Entries taken from a collection
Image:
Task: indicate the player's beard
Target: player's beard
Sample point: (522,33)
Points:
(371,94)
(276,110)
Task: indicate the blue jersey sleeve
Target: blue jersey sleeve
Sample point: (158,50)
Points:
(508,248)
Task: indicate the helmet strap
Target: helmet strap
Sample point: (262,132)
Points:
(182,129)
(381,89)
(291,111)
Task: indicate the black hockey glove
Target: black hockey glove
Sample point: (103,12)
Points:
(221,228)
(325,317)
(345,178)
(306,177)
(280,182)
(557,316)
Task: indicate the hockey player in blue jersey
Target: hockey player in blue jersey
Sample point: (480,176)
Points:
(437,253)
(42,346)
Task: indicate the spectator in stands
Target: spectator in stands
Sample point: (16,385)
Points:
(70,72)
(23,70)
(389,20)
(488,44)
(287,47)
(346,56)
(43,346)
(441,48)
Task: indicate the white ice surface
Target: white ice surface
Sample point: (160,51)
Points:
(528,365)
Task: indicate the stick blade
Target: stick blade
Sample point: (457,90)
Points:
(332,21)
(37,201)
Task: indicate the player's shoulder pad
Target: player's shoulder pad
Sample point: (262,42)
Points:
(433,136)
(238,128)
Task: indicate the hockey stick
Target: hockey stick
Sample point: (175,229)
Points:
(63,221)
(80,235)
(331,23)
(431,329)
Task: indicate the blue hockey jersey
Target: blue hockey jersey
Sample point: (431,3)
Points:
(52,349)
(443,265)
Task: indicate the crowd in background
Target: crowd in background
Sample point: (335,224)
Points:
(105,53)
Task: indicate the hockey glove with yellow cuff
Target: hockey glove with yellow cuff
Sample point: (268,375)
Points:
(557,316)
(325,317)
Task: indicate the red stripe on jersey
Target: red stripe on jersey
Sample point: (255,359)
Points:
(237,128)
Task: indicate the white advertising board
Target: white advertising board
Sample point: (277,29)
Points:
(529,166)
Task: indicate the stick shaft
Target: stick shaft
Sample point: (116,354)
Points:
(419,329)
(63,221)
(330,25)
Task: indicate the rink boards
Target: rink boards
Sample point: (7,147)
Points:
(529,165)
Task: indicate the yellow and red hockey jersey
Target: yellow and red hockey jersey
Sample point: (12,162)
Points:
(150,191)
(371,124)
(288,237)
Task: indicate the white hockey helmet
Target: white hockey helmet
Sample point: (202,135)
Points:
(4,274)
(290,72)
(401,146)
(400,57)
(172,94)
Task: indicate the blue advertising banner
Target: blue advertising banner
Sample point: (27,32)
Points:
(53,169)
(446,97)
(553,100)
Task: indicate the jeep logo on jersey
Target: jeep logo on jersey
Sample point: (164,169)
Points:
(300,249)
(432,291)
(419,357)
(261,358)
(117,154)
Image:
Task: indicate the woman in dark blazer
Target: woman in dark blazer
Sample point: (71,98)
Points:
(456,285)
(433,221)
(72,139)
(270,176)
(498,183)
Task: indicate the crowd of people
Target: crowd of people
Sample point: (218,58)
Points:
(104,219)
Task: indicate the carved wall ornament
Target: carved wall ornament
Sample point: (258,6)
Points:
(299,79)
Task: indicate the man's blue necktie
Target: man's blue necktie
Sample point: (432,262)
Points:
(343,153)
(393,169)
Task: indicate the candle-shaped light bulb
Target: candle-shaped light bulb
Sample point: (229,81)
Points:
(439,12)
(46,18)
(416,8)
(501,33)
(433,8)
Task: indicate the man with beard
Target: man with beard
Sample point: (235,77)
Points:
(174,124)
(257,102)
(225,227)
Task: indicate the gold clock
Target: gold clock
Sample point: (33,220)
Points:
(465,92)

◆ Objective
Write out exactly the lines of the entries above that run from the line containing "Task: indicate the carved wall ornament" through the last line, including both.

◆ Task output
Task: indicate the carved wall ornament
Target: carved wall ornament
Sample point: (258,6)
Points:
(299,79)
Task: indicate the man's blue necktie
Target: man's blue necktie
Sample point: (432,262)
Points:
(343,153)
(393,169)
Task: indicate the candle-shaped light bulb
Target: candle-shaped light bulb
Sample point: (229,81)
Points:
(439,12)
(46,18)
(416,8)
(501,33)
(433,8)
Task: indicate the man with beard
Target: man with beard
Sample point: (235,77)
Points:
(174,124)
(257,102)
(225,227)
Task: indicate the gold clock
Target: gold clock
Sample point: (33,220)
Points:
(465,92)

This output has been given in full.